• _QUÉ HARÁS_
- A) Enumera todas las ciudades desde las que llegaron bomberos según el texto sobre el incendio.
- B) Reproduce literalmente el fragmento del texto sobre el incendio que va desde "Durante el día" hasta "riesgo de derrumbamientos.", ambos incluidos.

Durante el día 16 prosiguió el incendio, llegaron bomberos de Bilbao, San Sebastián, Palencia, Burgos, Oviedo, Gijón, Avilés y Madrid. Ya en el día 17, la ausencia de viento favoreció los trabajos de extinción, aunque no estaría totalmente extinto hasta quince días después.


El día 18 arribó a puerto el crucero Canarias, que aportaría suministros y comida a la población. El cambio del viento en dirección noroeste y el comienzo de la lluvia ayudó a las labores de los bomberos. Se limpió la atmósfera de la ciudad, pero aumentó considerablemente el riesgo de derrumbamientos.


Los focos principales del incendio se consiguieron apagar en los tres primeros días, pero gran parte de las ruinas y edificios destruidos albergaban llamas en su interior en los días posteriores. Tras quince días desde el comienzo del incendio, se dio fin a la catástrofe. ​


En general, el fuego afectó a las calles estrechas con edificios básicamente construidos de madera y con miradores que facilitaron la difusión de las llamas.

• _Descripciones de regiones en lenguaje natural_
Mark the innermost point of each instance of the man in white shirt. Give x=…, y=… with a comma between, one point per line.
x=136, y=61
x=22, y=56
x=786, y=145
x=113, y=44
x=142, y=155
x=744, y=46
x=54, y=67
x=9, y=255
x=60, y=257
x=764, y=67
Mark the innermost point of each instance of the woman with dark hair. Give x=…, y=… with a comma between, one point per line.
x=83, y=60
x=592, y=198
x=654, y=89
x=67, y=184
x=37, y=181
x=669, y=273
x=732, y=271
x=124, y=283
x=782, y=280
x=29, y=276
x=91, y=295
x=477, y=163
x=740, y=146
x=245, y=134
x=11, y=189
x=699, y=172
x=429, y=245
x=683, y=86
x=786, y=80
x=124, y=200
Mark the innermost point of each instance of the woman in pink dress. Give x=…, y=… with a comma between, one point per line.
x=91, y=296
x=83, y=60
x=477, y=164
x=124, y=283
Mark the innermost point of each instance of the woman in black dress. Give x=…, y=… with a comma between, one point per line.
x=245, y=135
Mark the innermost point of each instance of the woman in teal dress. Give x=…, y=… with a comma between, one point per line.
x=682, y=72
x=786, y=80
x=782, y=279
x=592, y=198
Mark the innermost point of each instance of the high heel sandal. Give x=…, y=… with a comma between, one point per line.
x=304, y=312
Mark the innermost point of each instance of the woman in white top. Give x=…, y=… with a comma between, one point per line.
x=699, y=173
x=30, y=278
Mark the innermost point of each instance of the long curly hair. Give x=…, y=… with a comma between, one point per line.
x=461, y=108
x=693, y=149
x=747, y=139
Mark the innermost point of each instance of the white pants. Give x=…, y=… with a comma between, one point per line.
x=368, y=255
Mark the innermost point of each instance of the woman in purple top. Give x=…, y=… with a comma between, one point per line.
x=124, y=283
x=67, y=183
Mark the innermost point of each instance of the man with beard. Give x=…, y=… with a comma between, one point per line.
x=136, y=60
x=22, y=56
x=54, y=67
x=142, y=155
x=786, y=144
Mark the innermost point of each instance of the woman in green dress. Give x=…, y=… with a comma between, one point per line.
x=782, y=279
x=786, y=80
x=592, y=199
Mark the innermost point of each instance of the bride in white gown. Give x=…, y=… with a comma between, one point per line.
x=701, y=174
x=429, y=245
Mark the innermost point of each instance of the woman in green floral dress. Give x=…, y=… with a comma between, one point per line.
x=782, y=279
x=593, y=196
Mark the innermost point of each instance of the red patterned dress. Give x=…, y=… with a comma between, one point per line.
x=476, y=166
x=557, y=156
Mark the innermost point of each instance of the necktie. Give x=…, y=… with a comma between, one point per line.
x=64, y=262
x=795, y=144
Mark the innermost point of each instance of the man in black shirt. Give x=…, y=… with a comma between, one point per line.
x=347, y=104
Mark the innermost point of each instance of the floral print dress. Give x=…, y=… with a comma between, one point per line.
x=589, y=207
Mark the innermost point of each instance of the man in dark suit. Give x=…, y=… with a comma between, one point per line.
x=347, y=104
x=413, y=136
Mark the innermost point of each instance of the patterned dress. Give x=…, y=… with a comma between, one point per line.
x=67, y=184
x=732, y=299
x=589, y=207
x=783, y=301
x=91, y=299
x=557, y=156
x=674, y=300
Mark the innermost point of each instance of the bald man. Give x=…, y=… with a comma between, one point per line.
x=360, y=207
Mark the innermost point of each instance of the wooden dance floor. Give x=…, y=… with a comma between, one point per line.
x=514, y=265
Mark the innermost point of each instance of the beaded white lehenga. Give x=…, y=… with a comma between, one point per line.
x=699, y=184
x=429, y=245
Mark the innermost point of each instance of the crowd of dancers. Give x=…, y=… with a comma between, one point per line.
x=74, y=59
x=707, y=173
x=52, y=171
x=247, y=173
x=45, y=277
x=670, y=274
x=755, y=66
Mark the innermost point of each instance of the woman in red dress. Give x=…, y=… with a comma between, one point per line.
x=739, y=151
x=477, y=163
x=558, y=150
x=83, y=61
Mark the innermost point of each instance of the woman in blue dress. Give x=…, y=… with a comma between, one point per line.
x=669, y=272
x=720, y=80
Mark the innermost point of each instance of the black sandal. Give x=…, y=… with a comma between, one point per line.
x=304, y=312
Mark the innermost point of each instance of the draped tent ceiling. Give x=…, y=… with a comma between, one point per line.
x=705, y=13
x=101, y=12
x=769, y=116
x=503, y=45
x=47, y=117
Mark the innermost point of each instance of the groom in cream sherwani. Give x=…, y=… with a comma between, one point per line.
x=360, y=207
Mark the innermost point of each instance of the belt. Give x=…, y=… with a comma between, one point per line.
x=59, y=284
--
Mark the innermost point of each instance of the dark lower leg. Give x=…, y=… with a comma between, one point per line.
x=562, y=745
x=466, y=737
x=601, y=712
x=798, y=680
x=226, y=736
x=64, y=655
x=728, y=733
---
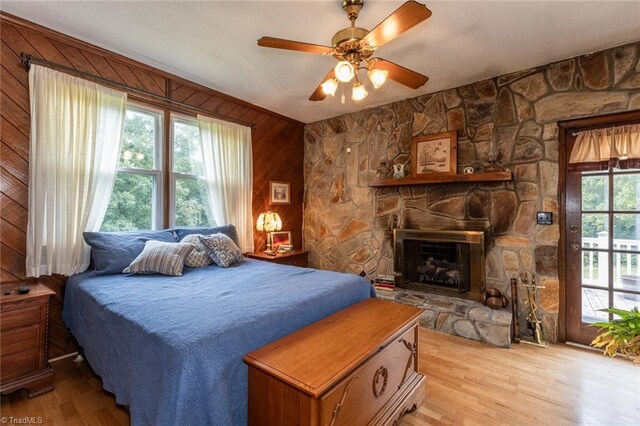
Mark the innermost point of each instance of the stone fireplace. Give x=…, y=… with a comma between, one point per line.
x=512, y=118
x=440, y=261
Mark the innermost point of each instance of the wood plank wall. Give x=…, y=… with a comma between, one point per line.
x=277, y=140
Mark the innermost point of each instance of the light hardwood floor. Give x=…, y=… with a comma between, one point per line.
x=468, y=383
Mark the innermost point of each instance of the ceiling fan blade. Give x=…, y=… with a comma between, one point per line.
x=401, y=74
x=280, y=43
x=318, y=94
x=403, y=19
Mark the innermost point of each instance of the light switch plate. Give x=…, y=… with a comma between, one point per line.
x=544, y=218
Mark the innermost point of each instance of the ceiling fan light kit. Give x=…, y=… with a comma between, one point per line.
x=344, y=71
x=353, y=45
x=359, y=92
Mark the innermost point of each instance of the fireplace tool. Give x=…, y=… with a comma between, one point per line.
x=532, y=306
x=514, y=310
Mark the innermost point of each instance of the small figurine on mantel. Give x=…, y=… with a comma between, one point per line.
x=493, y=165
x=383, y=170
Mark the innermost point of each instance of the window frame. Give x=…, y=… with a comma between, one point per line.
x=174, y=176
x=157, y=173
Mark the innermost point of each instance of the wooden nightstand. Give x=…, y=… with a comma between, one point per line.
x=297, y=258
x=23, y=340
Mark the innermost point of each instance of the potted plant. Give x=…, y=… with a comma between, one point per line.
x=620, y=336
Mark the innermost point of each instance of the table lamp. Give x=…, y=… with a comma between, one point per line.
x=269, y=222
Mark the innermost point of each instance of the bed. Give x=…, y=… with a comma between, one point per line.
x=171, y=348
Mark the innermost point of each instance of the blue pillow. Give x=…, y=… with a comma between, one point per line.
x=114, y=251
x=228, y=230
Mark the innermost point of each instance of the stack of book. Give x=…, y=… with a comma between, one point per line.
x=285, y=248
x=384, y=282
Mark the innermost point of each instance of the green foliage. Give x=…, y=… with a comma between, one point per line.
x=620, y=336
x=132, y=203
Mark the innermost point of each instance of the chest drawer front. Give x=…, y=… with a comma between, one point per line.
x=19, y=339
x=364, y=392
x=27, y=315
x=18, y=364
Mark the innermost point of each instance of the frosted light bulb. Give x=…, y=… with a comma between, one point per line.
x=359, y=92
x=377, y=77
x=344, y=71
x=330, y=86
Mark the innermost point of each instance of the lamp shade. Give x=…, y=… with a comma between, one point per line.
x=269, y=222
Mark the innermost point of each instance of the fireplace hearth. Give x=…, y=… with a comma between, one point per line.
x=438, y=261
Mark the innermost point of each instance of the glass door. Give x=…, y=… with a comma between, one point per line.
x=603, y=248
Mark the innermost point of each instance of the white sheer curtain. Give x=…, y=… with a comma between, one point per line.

• _SOLUCIONES_
- A) Bilbao, San Sebastián, Palencia, Burgos, Oviedo, Gijón, Avilés y Madrid.

- B)
Durante el día 16 prosiguió el incendio, llegaron bomberos de Bilbao, San Sebastián, Palencia, Burgos, Oviedo, Gijón, Avilés y Madrid. Ya en el día 17, la ausencia de viento favoreció los trabajos de extinción, aunque no estaría totalmente extinto hasta quince días después.


El día 18 arribó a puerto el crucero Canarias, que aportaría suministros y comida a la población. El cambio del viento en dirección noroeste y el comienzo de la lluvia ayudó a las labores de los bomberos. Se limpió la atmósfera de la ciudad, pero aumentó considerablemente el riesgo de derrumbamientos.